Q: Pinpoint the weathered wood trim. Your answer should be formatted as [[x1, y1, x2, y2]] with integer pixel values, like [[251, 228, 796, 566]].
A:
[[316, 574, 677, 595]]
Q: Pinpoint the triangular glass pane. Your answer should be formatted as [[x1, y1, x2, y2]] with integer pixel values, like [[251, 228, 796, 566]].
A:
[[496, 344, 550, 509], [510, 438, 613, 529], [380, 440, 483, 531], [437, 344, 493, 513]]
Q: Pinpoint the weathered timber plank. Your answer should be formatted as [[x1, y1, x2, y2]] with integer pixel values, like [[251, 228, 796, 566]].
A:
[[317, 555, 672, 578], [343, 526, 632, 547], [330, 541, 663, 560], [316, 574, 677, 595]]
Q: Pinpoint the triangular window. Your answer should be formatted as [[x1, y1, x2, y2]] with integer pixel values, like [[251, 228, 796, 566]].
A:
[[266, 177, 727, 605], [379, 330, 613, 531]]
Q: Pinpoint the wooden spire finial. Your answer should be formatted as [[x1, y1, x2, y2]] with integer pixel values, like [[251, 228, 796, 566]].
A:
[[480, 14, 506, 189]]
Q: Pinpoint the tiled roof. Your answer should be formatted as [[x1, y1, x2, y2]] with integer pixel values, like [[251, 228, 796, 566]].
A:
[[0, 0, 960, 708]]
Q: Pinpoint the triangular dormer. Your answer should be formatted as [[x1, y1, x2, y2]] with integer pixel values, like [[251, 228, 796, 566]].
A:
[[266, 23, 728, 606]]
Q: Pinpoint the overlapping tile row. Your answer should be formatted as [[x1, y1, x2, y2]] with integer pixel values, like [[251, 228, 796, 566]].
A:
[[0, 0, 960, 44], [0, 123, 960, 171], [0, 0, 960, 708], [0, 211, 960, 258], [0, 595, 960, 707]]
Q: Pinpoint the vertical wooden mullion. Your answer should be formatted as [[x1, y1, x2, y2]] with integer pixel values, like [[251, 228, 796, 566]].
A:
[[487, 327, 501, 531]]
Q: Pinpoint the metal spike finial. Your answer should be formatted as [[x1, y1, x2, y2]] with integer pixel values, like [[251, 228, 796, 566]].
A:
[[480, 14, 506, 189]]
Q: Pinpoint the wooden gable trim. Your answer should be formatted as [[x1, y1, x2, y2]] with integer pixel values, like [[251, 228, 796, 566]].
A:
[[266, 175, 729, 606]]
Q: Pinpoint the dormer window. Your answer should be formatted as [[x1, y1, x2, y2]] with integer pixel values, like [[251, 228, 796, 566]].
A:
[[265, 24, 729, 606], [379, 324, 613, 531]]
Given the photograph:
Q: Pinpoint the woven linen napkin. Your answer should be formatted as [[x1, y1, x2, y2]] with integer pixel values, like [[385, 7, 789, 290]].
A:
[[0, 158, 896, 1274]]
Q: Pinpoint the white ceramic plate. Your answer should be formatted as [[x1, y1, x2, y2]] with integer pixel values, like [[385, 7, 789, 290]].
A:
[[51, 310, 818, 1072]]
· · · ·
What is asked.
Please copy out the items above word for word, from the first line through the last.

Task result.
Q: Pinpoint the weathered wood trim. Your answer should be formatted as [[x1, y1, x2, y2]] with integer pixel values, like [[251, 228, 796, 566]].
A:
[[316, 574, 677, 595]]
Q: Pinpoint the triangular glass pane. Your answer should be formatted as [[x1, y1, x2, y2]] with integer pixel values, like [[251, 228, 796, 566]].
A:
[[496, 344, 550, 509], [510, 438, 613, 529], [380, 440, 483, 531], [437, 344, 493, 513]]
Q: Pinpoint the weathered timber plank. Your answer should be formatted as [[x1, y1, x2, y2]] with integer pixel values, like [[251, 228, 796, 566]].
A:
[[317, 555, 672, 578], [343, 526, 632, 547], [330, 541, 663, 560], [316, 574, 677, 595]]
Q: Pinpoint the triangular window. Your answer should be formatted as [[x1, y1, x2, y2]] with integer pixel values, like [[251, 228, 796, 566]].
A:
[[266, 177, 727, 605], [379, 330, 613, 531]]
Q: Pinpoint the wooden spire finial. Your answer should be formatted as [[x1, y1, x2, y2]] with integer pixel values, like [[251, 228, 796, 566]].
A:
[[480, 14, 506, 189]]
Q: Pinpoint the tiled roof. Your answer should be formatted as [[x1, y1, x2, y2]] with integer pixel values, like [[251, 228, 796, 566]].
A:
[[0, 0, 960, 708]]
Q: Pinpoint the triangular dormer. Your answer should be formatted as [[x1, y1, x2, y2]] with integer pixel values, like [[251, 228, 796, 566]].
A:
[[266, 23, 728, 606]]
Q: Pinpoint the overlapping tile row. Your answer should be formatted as [[x1, y1, x2, y2]] with integer pixel values, like [[251, 228, 796, 566]].
A:
[[0, 0, 960, 44], [0, 123, 960, 171], [0, 0, 960, 708], [0, 211, 960, 258], [0, 595, 960, 707]]
Q: Pinpoint the vertical wooden mullion. Your answer should be formatted as [[x1, y1, x2, y2]] with integer pixel values, like [[251, 228, 796, 566]].
A:
[[487, 327, 501, 531]]
Q: Pinpoint the metal spike finial. Your answer should be formatted as [[x1, y1, x2, y2]] with integer pixel values, like [[251, 228, 796, 566]].
A:
[[480, 14, 506, 189]]
Q: Pinpoint the wooden gable trim. Your answer should be formatted as [[x1, y1, x2, y2]] with integer pixel values, like [[251, 228, 796, 566]].
A:
[[266, 175, 729, 606]]
Q: Pinpoint the dormer window. Your answer should be formatted as [[x1, y1, x2, y2]] with integer pixel values, like [[251, 228, 796, 566]].
A:
[[265, 24, 729, 606], [379, 324, 613, 531]]
Given the photograph:
Q: Pinpoint the woven linen napkin. Your answer should be formatted as [[x1, y1, x2, y2]] with integer pixel values, like [[385, 7, 789, 290]].
A:
[[0, 158, 896, 1274]]
Q: Pinpoint the white ceramic plate. Your answer should be formatted as [[x1, y1, x2, y2]] with integer pixel values, like [[385, 7, 789, 290]].
A:
[[51, 310, 818, 1072]]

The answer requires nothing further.